▸ **ABOUT THIS EXERCISE**:
Which lines in the data below contain the word "target"? Pull each of them out.

▸ **GIVEN RECORDS**:
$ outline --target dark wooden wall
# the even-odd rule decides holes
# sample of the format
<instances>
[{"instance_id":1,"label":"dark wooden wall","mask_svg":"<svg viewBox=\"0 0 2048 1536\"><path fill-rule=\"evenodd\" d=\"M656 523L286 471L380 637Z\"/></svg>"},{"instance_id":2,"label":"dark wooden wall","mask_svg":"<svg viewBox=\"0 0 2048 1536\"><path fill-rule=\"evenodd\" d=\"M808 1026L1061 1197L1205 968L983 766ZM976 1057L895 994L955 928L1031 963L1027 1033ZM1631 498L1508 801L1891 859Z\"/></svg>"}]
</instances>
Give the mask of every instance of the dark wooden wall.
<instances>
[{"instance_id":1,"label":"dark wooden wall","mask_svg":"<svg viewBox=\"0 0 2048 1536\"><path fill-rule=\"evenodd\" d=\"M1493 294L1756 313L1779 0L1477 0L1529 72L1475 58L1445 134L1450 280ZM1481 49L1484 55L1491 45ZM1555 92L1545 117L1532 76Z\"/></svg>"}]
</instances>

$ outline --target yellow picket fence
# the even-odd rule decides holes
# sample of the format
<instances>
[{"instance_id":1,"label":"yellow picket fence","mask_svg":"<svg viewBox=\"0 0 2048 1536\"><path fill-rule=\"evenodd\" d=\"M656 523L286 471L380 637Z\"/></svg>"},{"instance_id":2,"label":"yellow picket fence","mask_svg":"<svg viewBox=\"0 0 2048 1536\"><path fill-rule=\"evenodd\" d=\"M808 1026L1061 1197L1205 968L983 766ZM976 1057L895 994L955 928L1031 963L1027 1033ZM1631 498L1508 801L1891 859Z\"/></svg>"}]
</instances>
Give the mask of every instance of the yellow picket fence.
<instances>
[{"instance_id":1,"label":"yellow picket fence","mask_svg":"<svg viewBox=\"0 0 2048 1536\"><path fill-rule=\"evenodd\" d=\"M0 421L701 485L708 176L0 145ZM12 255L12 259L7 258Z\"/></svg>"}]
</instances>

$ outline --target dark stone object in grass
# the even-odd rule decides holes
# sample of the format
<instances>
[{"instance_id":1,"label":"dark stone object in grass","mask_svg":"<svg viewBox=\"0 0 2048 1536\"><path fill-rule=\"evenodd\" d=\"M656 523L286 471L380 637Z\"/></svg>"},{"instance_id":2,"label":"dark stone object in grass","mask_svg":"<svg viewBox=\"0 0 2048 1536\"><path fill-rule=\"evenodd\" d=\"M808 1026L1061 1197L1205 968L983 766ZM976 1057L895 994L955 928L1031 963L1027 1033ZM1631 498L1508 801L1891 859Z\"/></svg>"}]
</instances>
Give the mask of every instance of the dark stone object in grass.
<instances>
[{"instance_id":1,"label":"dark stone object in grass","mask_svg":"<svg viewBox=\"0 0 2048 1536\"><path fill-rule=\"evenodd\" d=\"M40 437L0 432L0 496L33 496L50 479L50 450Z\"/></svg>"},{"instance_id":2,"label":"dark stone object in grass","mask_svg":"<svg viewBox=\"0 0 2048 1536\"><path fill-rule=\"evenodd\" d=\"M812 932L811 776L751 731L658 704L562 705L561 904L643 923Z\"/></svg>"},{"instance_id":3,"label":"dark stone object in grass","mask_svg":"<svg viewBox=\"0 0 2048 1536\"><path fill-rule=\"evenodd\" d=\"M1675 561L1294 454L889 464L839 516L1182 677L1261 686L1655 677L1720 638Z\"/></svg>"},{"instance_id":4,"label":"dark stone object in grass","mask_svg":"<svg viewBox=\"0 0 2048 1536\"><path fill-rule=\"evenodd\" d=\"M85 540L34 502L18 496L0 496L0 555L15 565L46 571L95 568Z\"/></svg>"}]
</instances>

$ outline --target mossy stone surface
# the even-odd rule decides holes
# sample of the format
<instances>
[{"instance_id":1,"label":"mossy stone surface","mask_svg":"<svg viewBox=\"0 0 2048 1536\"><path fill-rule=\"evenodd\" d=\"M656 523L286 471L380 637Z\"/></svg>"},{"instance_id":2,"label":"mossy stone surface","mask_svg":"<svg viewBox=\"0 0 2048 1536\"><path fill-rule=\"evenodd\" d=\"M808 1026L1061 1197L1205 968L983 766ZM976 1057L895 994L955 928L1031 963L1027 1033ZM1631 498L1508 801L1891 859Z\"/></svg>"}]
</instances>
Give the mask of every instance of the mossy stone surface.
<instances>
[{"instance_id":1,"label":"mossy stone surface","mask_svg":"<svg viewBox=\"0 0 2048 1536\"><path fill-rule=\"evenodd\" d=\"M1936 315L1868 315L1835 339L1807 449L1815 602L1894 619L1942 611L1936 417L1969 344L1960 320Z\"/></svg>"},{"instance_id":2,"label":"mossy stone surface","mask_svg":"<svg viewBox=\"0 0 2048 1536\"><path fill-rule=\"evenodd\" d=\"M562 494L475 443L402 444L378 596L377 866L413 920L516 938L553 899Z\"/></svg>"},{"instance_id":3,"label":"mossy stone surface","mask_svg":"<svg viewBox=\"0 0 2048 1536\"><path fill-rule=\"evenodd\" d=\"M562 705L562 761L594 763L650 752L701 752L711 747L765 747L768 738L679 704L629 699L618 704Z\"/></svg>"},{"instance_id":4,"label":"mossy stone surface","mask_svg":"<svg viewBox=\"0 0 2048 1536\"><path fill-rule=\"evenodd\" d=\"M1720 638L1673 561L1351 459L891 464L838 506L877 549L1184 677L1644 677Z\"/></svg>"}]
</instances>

▸ **TASK RESPONSE**:
$ outline --target dark wooden wall
$ outline --target yellow picket fence
$ outline --target dark stone object in grass
$ outline --target mossy stone surface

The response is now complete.